DATA LINES start

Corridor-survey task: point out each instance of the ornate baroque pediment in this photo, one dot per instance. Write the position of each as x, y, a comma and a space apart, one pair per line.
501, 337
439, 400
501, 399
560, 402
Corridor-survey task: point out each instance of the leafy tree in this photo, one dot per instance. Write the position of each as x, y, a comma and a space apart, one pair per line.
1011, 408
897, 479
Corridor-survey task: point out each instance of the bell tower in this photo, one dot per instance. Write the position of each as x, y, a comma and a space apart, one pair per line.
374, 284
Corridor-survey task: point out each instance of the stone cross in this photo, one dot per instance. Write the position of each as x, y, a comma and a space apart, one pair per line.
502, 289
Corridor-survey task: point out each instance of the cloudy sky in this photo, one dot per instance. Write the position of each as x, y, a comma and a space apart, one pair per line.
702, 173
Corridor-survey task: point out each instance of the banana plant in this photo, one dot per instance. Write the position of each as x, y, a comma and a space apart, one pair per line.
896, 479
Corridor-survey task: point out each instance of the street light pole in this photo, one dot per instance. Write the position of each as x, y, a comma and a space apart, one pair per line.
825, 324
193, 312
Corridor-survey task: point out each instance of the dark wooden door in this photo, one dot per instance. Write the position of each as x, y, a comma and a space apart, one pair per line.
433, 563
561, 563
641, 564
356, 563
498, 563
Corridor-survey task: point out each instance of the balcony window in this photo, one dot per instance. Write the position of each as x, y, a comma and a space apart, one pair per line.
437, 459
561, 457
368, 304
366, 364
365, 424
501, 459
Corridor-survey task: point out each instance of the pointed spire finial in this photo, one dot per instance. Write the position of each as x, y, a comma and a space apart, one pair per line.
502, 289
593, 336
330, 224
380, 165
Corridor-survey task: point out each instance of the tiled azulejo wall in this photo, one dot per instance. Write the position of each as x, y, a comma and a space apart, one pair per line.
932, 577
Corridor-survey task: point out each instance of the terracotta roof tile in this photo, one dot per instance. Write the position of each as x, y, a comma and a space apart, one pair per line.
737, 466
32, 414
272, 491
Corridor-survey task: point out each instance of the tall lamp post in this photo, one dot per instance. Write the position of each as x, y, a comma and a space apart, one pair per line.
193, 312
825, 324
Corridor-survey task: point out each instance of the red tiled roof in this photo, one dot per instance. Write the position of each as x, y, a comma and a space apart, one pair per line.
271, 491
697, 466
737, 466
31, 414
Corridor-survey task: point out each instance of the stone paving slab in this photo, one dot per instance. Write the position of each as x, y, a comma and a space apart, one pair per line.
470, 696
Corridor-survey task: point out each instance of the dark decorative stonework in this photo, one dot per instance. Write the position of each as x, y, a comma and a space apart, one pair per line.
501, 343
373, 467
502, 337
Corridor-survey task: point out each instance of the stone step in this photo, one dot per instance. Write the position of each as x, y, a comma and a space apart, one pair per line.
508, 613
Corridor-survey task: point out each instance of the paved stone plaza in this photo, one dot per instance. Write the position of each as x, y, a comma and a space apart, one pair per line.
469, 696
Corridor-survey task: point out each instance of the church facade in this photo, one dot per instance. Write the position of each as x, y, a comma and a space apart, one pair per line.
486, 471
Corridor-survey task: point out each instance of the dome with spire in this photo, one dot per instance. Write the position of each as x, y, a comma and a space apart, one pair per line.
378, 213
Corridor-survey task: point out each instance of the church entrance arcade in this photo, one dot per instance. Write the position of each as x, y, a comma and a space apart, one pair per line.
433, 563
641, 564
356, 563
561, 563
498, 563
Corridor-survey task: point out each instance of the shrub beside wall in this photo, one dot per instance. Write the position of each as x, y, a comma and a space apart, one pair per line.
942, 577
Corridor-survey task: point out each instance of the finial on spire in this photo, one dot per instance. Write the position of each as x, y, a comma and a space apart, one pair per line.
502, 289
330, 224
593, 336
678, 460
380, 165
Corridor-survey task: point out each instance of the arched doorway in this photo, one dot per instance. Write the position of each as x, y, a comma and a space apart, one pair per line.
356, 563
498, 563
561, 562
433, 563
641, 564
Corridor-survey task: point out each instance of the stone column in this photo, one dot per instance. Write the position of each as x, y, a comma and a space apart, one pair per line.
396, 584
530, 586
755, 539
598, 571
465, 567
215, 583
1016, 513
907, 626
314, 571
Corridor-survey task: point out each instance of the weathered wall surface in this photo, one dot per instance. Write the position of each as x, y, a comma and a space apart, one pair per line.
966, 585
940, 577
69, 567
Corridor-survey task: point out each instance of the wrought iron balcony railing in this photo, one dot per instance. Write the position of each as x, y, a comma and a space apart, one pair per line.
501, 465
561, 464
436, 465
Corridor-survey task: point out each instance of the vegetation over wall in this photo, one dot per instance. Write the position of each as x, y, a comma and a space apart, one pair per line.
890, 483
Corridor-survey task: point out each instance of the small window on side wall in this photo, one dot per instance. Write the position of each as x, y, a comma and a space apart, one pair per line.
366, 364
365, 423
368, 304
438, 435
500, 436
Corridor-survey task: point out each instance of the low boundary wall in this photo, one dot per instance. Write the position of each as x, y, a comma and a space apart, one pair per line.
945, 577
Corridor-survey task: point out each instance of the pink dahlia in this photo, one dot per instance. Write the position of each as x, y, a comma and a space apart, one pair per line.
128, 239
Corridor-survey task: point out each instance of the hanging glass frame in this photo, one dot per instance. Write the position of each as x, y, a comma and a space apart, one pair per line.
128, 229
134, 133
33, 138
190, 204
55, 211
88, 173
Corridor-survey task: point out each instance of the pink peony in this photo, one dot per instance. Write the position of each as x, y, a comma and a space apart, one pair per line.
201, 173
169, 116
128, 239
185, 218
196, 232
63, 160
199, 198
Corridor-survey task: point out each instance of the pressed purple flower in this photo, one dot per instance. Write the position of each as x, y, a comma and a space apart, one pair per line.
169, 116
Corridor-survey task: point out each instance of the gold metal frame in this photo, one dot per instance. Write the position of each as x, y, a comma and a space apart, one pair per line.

DATA LINES end

→ TASK PROMPT
Lines from the one containing "Corridor-survey task: point out each instance of the pink dahlia" through the final line are to be given again verbatim, with nothing before or after.

→ REPLY TO THE TASK
Corridor-survey task: point out each instance of the pink dahlia in this photo, one dot per instance. Write the position of each as x, y, a comma and a space apart, one pair per line.
128, 239
Corridor-survey task: point out each instance of the hanging glass frame in this photo, one dot per instance. Write the position of each as x, y, a comma and a space apart, one pair per line.
128, 229
134, 133
33, 138
190, 204
55, 211
88, 173
Corridor-survey task: point out each instance of the pink peony in this photo, one dot per instance. Write the position of each as x, y, a comma and a space apart, one pair per line.
201, 173
169, 116
128, 239
185, 218
196, 232
63, 160
199, 198
Corridor-survey task: point out each instance of the pressed purple flower in this photo, one dot per instance. Write the position of each as x, y, a comma and a space apart, one pair per line.
169, 116
Corridor-survey task: point out each instance of the gold metal frame in this photo, one dot per instance. Write the position of each as x, y, a comma and a space apart, one pair per line.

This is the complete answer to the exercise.